_O QUE SE PEDE_
Como seguiria o texto sobre Clarice Lispector depois da última frase? Escreva a parte seguinte.

_TRECHO SELECIONADO_
------------------------------------------------

Clarice
Guilherme Fragosso
Apresentar alguém que simplesmente dispensa qualquer apresentação. Assim é com Clarice Lispector, uma mulher de muitas facetas no lado profissional: escritora, jornalista, tradutora e formada em Direito, pela Universidade do Brasil (atualmente, Universidade Federal do Rio de Janeiro).
Além do profissional, podemos citar outra faceta da autora: mãe. Lispector teve dois filhos com seu marido Maury Gurgel Valente. O mais velho, Pedro Lispector Valente, nasceu em 1948, em Berna, Suíça. O segundo, Paulo Lispector Valente, nasceu em 1953, em Washington, nos Estados Unidos.
Clarice nasceu no dia 10 de dezembro de 1920, na pequena cidade de Chechelnyk, Ucrânia, mas isso não a impediu de assumir sua inteira brasilidade, declarando-se sempre “pernambucana”. Mudou-se muito jovem de seu país, acompanhada de seus pais, Pinkhas e Mania Lispector, e de suas duas irmãs, Tania e Leia para o lugar que então seria sua terra natal, o Brasil.
Quando chegou ao Brasil, em Maceió, a família precisou abrasileirar seus nomes: Pinkhas passou a ser Pedro; Mania virou Marieta; Leia, Elisa; Tania não teve modificação; e Haia Pinkhasovna se tornou Clarice. A autora faleceu aos 56 anos, em 1977, na cidade do Rio de Janeiro.

------------------------------------------------

_DADOS EXTRAÍDOS_
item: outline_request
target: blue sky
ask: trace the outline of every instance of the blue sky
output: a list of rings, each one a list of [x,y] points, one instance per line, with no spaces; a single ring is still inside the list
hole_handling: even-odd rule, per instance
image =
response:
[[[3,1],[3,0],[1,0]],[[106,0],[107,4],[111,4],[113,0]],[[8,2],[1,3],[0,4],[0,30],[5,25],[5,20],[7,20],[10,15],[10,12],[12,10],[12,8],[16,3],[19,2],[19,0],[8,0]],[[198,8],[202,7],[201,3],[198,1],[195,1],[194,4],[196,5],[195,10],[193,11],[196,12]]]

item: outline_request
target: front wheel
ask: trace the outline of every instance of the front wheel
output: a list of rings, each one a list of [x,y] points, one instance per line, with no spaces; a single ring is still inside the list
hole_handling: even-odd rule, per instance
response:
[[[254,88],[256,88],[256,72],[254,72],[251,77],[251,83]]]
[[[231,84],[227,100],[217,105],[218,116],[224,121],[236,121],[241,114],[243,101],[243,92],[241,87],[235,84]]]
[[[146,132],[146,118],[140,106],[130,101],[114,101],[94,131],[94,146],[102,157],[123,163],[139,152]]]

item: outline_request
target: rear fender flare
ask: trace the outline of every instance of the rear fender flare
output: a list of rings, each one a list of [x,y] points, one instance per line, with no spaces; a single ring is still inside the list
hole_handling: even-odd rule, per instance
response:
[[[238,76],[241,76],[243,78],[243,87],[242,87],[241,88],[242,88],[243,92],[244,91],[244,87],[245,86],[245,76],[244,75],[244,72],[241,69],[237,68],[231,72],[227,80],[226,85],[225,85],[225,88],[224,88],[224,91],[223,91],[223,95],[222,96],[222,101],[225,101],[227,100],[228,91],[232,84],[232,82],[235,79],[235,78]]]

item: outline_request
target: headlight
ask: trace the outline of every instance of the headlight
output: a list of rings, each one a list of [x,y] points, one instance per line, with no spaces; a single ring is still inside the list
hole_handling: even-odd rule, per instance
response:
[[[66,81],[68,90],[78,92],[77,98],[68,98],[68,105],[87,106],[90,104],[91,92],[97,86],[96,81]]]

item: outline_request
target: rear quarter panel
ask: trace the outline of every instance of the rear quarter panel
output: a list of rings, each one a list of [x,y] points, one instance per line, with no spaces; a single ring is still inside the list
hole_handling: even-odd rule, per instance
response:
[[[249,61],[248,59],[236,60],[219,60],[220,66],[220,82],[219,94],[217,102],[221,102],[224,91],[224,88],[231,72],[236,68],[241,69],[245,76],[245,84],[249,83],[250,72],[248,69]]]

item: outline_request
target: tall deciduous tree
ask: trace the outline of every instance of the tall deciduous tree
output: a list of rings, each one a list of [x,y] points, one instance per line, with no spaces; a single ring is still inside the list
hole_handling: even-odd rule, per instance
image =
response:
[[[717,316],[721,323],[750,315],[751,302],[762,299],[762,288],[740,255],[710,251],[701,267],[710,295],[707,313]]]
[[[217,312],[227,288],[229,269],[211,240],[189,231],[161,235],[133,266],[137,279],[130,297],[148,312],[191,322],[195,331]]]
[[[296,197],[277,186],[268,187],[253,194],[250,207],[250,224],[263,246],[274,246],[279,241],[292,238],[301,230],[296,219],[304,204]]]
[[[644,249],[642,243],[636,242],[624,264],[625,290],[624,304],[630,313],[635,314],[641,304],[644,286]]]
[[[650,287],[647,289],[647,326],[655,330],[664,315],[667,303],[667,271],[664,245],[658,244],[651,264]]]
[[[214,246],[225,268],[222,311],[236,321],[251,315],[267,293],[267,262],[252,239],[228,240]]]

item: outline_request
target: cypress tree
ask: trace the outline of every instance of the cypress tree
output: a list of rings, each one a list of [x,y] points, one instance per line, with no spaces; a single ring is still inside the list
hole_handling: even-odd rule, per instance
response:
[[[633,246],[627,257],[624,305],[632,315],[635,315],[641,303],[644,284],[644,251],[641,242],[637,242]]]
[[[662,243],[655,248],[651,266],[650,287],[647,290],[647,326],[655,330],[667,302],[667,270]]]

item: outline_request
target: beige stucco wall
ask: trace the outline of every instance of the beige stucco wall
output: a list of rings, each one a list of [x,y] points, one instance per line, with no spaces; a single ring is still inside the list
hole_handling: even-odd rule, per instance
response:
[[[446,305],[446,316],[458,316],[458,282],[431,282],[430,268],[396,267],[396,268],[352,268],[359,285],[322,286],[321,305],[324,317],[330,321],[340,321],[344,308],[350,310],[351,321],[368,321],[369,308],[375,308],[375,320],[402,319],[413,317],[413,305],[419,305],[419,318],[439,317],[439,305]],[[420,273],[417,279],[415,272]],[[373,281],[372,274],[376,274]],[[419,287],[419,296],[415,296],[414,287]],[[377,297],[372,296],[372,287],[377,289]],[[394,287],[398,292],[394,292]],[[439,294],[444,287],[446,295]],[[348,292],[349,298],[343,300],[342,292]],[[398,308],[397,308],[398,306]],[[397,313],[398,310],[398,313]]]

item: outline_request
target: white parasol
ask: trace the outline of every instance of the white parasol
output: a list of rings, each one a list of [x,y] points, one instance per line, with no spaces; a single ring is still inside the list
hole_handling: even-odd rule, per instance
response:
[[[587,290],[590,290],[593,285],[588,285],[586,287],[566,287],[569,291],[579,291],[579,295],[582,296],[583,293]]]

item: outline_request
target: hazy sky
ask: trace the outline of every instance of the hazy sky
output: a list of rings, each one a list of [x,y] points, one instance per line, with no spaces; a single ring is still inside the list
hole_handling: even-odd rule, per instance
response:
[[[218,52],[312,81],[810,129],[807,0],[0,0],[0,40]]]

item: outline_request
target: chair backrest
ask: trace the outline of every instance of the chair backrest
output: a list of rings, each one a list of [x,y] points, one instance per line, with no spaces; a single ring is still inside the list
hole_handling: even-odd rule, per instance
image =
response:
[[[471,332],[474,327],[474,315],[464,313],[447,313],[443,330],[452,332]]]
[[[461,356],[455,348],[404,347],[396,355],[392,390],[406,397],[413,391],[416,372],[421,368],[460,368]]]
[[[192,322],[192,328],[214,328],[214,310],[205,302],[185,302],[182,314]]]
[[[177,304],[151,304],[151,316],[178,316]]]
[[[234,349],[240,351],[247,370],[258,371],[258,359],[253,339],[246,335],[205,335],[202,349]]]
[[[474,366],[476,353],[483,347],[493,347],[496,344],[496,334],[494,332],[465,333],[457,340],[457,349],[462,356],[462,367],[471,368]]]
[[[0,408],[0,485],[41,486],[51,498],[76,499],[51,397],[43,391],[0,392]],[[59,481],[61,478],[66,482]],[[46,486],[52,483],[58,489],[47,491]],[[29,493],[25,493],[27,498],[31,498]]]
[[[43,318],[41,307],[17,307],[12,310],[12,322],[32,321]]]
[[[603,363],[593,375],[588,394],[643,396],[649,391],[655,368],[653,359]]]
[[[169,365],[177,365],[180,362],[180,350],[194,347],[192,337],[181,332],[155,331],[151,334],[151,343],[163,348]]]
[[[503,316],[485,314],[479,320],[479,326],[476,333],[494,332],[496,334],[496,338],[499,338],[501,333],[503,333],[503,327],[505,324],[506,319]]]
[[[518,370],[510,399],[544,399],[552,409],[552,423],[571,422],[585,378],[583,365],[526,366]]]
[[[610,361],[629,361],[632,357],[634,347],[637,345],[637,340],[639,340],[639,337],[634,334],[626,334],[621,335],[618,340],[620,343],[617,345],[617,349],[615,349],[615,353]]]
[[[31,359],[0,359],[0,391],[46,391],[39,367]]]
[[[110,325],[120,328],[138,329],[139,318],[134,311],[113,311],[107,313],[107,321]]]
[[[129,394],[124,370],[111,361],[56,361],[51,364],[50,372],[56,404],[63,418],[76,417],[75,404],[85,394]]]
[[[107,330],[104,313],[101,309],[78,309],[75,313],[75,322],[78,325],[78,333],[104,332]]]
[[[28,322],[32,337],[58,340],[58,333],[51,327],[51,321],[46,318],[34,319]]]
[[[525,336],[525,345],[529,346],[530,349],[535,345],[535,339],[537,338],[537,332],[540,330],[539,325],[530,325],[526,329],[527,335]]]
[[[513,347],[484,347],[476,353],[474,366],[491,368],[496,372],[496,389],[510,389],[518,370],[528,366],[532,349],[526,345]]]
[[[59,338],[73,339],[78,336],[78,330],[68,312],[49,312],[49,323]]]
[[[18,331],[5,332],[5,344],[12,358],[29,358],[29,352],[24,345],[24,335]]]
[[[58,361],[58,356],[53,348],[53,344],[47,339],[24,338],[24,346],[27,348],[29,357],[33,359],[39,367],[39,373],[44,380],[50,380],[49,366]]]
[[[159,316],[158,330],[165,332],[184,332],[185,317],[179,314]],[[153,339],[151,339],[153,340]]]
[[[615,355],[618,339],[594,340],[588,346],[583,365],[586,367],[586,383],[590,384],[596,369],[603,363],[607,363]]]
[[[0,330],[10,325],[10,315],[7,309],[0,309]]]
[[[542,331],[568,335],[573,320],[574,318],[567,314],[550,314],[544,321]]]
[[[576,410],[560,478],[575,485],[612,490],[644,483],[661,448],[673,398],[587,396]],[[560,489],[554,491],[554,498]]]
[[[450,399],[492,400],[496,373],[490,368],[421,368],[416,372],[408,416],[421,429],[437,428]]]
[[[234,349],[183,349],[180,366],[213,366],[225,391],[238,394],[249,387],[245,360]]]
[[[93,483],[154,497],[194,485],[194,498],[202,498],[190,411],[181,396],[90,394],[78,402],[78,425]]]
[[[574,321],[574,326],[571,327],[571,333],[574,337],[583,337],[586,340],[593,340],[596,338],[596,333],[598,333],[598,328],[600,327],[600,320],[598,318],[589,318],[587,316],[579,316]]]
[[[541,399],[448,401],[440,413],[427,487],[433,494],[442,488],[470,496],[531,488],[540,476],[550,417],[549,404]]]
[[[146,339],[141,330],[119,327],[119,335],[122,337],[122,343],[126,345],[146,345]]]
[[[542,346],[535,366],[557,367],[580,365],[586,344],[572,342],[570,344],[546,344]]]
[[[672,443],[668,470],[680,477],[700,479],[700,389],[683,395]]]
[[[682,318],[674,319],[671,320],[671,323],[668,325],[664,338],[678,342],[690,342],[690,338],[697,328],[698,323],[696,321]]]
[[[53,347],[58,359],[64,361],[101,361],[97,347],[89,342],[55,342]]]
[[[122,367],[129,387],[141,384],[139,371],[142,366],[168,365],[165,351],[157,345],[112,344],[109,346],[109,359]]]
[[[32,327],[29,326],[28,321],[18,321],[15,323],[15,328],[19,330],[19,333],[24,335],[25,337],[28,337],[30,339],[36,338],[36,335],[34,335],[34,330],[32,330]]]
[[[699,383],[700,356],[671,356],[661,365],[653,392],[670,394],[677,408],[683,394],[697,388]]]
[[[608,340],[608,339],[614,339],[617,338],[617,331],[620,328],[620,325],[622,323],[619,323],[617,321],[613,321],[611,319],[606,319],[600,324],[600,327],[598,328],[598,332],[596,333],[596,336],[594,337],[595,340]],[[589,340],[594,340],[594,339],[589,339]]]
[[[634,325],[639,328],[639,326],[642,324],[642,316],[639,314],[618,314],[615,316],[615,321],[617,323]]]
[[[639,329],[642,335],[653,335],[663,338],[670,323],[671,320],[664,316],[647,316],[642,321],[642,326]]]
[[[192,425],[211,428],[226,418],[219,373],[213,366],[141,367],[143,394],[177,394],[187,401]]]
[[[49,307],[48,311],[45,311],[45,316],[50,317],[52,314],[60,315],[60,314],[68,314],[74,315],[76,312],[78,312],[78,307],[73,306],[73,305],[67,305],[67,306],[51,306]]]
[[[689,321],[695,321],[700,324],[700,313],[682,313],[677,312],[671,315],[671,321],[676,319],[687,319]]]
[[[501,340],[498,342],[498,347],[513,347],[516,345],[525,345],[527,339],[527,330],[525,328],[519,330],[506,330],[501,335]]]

------------------------------------------------

_RESPOSTA ABAIXO_
Por conta da profissão do marido, que era diplomata, Clarice viajou para muitos locais do mundo, mas nunca abandonou o amor pela literatura. As cartas, que eram enviadas para suas irmãs, e que descreviam a rotina e o cotidiano da escritora nos lugares, eram repletas de alma lírica e de um estilo incomparável, como o escritor Alceu Amoroso Lima uma vez citou: “Ninguém escreve como ela e ela não escreve como ninguém”.
Algumas das principais obras da escritora são: “Perto do Coração Selvagem” (como livro de estreia, em 1943), “Laços de Família” (1960), “Paixão Segundo G.H.” (1964), “Felicidade Clandestina” (1971) e “A Hora da Estrela” (1977). Nesta última história, há uma intertextualidade da personagem cartomante com o conto “A Cartomante”, de Machado de Assis.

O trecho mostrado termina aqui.